───── EXTRACT TO READ ─────

Thirteen years ago we met a German couple who sold antiques at a bazaar in Heidelberg. Charming Elias, who was three and a half at the time, initiated our friendship by announcing to Agnes, "My Daddy is deployed. Tomorrow he comes home for one day. It is my Mommy's birthday. Would you like a graham cracker?" Agnes accepted a soggy graham cracker, then reached for a painted shingle from amidst her wares which read, "Gruss Gott" (Go With God). She placed it into my hands and said, "Happy Birthday!" I choked back tears at her kindness, and stepped into the joy of a precious new friendship.
A year later, after countless cups of coffee together, and the purchases of a houseful of lovely antique furniture, we traveled to Agnes' and Manfred's home. Theirs was a transformed farmhouse, drenched in light from expansive windows held in place by huge dark beams and white stucco walls. Lush yellow bouquets of tulips spoke of the bounty of Spring, as did the dining room table, laden with fresh bread, cheese, fruit and bubbly mimosa. Agnes' elegant setting invited Dennis, me and our three children to enjoy hospitality; but the purpose of our visit was Manfred's gift to me. My whole life I had dreamed of painting, this quiet desire lept into words one day while gazing at Manfred's exquisite artwork. You see, as a young man, Manfred painted the ceilings of chapels throughout Europe. His fresh, modern watercolors spoke of a depth and richness whose source one could only discover in time, as this humble
man revealed very little. His work inspired the heart.
So while Agnes and Dennis cared for the children, Manfred and I embarked on a nine hour painting adventure, in the studio, which they had built to resemble a chapel. Manfred's first words to me were these, "In painting one must paint perhaps nine ugly paintings to get to the tenth one that has beauty." Oh the joy of that day! As the sun's rays began to fade, Manfred laid out every painting I'd attempted. Yes, many were ugly indeed, and a few I liked, but there was one I thought was lovely, or at least almost-lovely. The Master stood over the one picture without a hint of judgment on his kind face. "May I?", he asked as he held up a few pastel crayons and a spray bottle. Manfred quickly added a few hard lines and smudges to my painting, then sprayed the paper, drenching it with water. My idea of beauty disappeared into fluid pools of color. I abandoned my fear, trusting the gifted artist to my simple offering of the best of my ability. Thirty minutes later, with fresh coffee and biscotti in our bellies, we entered the beloved studio again. My picture lay before us, completely transformed, and beautiful. Manfred beamed, "Now, you must sign it!" "No," I replied,"It is you who must sign it for us. It was nothing without you."
This painting still hangs in our living room with the signature, "G & M" at the bottom. Yes, Grace and Manfred, but it also represents, Grace and the Master. Daily I am sorted, so many layers of ugly, but that which I surrender to the Lord is transformed and He makes all things beautiful.

─────

In the story of the painting lesson with Manfred, what signature is at the bottom of the painting that still hangs in the living room? The items that follow have nothing to do with the text.

───── STUDY MATERIAL ─────

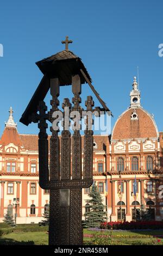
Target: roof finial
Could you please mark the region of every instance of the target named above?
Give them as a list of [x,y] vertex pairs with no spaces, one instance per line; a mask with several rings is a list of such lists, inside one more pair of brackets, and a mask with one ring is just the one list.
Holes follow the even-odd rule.
[[66,40],[65,41],[62,41],[61,43],[62,44],[65,44],[65,50],[66,51],[69,51],[68,50],[68,44],[72,44],[72,40],[68,40],[68,35],[66,35]]
[[13,118],[13,110],[12,107],[10,107],[10,109],[9,110],[9,120],[6,123],[5,122],[5,126],[12,126],[12,127],[16,127],[17,126],[17,123],[14,122],[14,118]]

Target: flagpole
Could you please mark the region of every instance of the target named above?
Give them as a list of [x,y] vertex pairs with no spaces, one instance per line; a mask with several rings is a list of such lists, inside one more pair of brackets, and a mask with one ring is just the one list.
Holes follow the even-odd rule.
[[136,221],[136,174],[135,175],[135,221]]
[[120,185],[121,185],[121,187],[120,187],[120,190],[121,190],[121,222],[122,222],[122,194],[121,194],[122,190],[121,190],[121,173],[120,173]]
[[122,194],[121,194],[121,171],[120,171],[120,175],[119,175],[120,178],[120,202],[121,202],[121,221],[122,222]]
[[107,174],[106,174],[106,182],[105,182],[105,204],[106,204],[106,222],[108,223],[108,181],[107,181]]

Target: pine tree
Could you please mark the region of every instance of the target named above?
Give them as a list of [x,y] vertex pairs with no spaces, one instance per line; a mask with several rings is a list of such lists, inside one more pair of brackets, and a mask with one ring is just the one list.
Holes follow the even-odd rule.
[[145,205],[142,204],[139,211],[136,211],[136,221],[149,221],[151,219],[151,215],[149,211],[145,209]]
[[8,209],[7,214],[4,215],[3,221],[3,222],[8,224],[10,227],[15,227],[16,225],[14,220],[13,215],[10,214],[9,209]]
[[85,220],[83,222],[84,228],[96,227],[100,225],[101,222],[104,221],[106,218],[105,206],[102,203],[102,198],[98,191],[97,186],[93,184],[91,192],[88,194],[91,198],[86,202],[89,204],[87,208],[89,209],[84,215]]
[[43,220],[39,222],[39,225],[45,226],[49,225],[49,209],[47,208],[45,212],[43,215]]

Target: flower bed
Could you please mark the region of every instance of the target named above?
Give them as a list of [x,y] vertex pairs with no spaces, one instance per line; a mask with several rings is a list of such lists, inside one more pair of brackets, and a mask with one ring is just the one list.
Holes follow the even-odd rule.
[[103,222],[100,228],[103,229],[163,229],[163,221],[111,221]]

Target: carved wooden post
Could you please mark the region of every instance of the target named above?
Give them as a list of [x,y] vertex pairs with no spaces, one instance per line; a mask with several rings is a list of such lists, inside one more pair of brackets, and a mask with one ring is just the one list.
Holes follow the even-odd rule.
[[[51,245],[82,245],[83,242],[82,190],[89,187],[93,182],[93,139],[92,121],[89,125],[87,118],[82,175],[80,134],[80,120],[83,110],[80,106],[82,84],[87,82],[103,106],[103,111],[109,111],[92,85],[91,79],[81,59],[69,51],[68,46],[71,42],[72,41],[67,37],[62,41],[66,44],[65,50],[36,63],[44,77],[20,119],[26,125],[32,121],[39,123],[39,185],[42,188],[50,190],[49,244]],[[63,111],[61,112],[58,99],[60,86],[70,84],[74,94],[73,106],[71,107],[68,99],[64,99]],[[49,88],[52,108],[47,112],[47,108],[43,101]],[[85,102],[86,113],[93,111],[93,104],[92,97],[87,96]],[[95,109],[99,111],[100,108]],[[60,139],[58,136],[59,120],[57,118],[59,112],[63,118]],[[70,119],[74,121],[76,115],[79,115],[79,118],[74,125],[71,138]],[[49,143],[46,133],[47,121],[51,123]]]

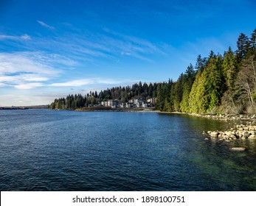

─────

▶ RESPONSE
"G & M"